元の文章:
自分の立場になって考えてみてください。海のものとも山のものともつかないような資本金1円の新参会社から「新規取引をお願いします!」と営業に来られても、躊躇してしまいますよね。個人事業主と何が違うんだ?って話になりますよね^^;
とは言え、資本金が1円の会社さんも実際にはいますし、普通に営業もされています。
ただ、注意しておくべき点が非常に多いこともまた事実。
みていきましょう。
銀行から口座開設を断られるケースも・・・
銀行によって扱いは様々ですが、資本金1円では銀行口座の開設がNGという所も出てきているようです。今の時代、口座がなければ営業もできません。まだまだ少ないとは言え、可能性がゼロとは言い切れませんので、十分に注意しましょう。
実際にあった起業家さんの話です。
資本金1円で合同会社を設立。設立登記完了後、いざ、取引銀行窓口へ。
登記簿謄本を見せたところ、窓口係員から一言。
「お客様、資本金1円の会社さまの新規口座開設は現在お断りしております」
「・・・。」
さあ大変です。

一覧:
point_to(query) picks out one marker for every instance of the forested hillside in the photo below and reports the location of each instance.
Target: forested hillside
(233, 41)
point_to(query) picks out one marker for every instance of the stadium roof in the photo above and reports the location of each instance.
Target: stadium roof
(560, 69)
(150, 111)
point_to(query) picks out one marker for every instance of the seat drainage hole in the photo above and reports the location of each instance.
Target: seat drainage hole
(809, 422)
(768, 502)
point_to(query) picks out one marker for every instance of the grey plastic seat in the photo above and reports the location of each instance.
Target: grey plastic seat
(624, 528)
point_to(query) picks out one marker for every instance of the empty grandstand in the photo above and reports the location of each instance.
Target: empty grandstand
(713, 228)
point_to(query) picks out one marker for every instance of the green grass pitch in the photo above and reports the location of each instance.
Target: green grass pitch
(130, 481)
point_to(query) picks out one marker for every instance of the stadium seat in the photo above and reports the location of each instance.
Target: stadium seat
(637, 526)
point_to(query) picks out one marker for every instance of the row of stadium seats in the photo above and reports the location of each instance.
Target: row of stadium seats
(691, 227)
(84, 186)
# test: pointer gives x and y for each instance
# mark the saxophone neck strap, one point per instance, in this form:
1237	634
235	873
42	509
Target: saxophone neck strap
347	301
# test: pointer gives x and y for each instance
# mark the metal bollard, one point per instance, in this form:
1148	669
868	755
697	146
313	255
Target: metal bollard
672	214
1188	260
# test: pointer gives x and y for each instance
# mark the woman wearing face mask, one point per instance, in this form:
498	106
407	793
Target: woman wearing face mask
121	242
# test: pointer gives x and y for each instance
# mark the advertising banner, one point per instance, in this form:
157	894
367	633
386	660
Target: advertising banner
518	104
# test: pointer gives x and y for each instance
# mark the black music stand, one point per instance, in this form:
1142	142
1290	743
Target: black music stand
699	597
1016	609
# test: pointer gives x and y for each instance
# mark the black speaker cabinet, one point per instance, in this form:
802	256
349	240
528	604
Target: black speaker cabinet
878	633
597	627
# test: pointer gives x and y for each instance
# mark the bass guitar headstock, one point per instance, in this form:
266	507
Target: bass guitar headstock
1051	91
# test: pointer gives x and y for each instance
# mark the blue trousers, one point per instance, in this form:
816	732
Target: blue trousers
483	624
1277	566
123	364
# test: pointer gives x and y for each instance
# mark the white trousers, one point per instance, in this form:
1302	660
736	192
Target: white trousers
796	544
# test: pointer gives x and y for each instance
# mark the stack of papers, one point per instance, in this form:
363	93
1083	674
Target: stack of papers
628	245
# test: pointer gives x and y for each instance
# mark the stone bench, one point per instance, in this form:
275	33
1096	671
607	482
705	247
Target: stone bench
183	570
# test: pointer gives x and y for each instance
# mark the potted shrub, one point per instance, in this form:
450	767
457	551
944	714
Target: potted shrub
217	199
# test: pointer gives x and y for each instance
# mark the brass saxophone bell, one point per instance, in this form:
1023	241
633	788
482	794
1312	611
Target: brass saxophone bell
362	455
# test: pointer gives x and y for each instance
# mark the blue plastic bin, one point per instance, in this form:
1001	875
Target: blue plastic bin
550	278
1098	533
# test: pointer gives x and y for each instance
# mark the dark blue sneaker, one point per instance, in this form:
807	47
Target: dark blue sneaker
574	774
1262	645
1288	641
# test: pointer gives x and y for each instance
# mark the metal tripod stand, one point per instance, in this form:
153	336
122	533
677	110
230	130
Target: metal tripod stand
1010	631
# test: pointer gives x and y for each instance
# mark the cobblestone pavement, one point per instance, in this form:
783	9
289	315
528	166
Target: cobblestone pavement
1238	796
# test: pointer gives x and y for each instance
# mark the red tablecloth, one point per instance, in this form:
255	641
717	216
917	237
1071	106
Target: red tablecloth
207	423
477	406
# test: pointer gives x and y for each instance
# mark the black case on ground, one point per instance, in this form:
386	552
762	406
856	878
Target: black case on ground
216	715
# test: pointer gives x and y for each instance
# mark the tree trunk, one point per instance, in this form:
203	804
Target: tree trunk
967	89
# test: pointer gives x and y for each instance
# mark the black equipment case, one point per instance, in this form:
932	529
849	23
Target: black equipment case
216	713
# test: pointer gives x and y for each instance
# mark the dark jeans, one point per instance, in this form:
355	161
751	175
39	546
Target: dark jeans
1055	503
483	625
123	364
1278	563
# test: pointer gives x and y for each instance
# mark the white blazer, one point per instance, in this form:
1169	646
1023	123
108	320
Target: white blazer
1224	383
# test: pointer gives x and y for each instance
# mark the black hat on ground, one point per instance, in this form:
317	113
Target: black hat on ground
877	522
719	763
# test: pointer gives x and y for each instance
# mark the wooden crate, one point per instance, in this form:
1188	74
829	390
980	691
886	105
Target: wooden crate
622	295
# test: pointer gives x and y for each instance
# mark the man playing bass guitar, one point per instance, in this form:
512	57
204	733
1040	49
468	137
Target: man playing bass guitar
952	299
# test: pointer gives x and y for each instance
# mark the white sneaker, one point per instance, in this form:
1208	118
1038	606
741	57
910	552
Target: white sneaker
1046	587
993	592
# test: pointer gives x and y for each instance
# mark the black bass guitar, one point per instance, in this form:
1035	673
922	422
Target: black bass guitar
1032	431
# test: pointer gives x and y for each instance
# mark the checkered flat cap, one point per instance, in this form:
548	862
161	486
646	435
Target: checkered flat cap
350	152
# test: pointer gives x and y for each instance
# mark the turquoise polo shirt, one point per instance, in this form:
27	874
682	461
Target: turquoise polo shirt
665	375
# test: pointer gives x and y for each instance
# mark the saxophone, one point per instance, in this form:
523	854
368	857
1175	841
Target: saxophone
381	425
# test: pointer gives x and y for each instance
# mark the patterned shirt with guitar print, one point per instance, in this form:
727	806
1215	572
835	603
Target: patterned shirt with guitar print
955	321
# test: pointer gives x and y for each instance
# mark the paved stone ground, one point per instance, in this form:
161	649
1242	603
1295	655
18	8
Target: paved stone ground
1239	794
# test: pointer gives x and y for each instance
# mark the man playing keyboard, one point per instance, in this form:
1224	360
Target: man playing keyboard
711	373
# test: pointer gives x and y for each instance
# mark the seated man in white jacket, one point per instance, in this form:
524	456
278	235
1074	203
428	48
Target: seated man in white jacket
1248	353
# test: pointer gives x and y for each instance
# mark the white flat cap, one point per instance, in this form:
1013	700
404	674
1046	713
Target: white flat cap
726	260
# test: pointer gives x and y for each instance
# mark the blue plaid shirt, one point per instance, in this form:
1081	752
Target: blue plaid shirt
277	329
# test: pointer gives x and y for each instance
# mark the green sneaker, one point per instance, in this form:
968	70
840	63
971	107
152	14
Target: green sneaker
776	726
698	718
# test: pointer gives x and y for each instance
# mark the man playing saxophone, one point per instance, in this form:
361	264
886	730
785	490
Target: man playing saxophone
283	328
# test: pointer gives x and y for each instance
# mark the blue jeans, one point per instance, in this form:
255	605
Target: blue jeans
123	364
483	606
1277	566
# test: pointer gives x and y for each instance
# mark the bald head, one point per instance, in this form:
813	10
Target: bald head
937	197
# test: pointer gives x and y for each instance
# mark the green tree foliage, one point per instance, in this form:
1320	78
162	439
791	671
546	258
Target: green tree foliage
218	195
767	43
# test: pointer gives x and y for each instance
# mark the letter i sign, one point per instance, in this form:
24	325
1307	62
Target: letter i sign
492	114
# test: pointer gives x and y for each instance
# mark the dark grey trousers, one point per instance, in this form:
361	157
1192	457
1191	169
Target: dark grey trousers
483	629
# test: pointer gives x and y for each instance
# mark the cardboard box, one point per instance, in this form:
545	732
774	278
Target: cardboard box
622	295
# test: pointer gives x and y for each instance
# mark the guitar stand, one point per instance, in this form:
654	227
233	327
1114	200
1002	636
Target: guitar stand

やること:
[1] 資本金1円の会社についての文章を読んで、次の問いに答えてください。
(a) 資本金1円の新参会社から「新規取引をお願いします!」と営業に来られると、どうしてしまうと書かれていますか。
(b) 銀行によっては、資本金1円だと何がNGになるとされていますか。
(c) 実際にあった話の起業家さんは、資本金1円でどんな種類の会社を設立しましたか。
[2] 資本金1円の会社についての文章を、最後の「さあ大変です。」の後から続けて書いてください。
一覧は、元の文章とは別の資料です。

各問の答え:
[1]
(a) 躊躇してしまう。
(b) 銀行口座の開設。
(c) 合同会社。

[2]
と言うのもこの会社、大口営業取引先から決済口座の銀行を指定されていたのです。他の銀行を探せばいいという単純な話ではなかったのです。
設立後1週間も経たないうちから、即、法務局で増資手続きをするはめに。
資本金を増やすには法務局での変更登記手続きが必要になります。
当然、登録免許税がかかります。増資する金額にもよりますが、最低でも3万円。その他、我々専門家に書類の作成や申請手続きを依頼すれば、もちろんその分の報酬もかかってしまいます。
増資は手続きもその書類の作成も、決して簡単ではありません。取引先から急かされているのに、時間をかけて自分で手続きをしている場合でもありません。
結局、その方は専門家へ依頼。登録免許税と専門家報酬を含め、増資手続きに10万円弱かかってしまいました。
即、債務超過に陥ります・・・
当たり前ですが、株式会社の運営には事業経費がかかります。設立と同時に即売り上げを計上できる目処が立っていれば別ですが、そういったケースは稀なはずです。
資本金が1円とかだと、設立後即、債務超過に陥ります。
そもそも株式会社の設立実費に20-24万円かかりますから、資本金がそれ以下の場合、設立登記が完了した時点で会社にお金が無くなってしまいますからね^^;
社長貸付の際の注意点
その場合でも大半の会社は、社長個人が会社へ貸し付けという形を取ると思いますが、帳簿上はれっきとした「債務」です。
法人化するということは個人事業とは違い、社長と会社との財布は「全くの別物」として扱わなければなりません。
1期目から、「設立当初の資本金が少なく、社長からの借入金が多い」という、バランスの悪い決算書が出来上がってしまいます。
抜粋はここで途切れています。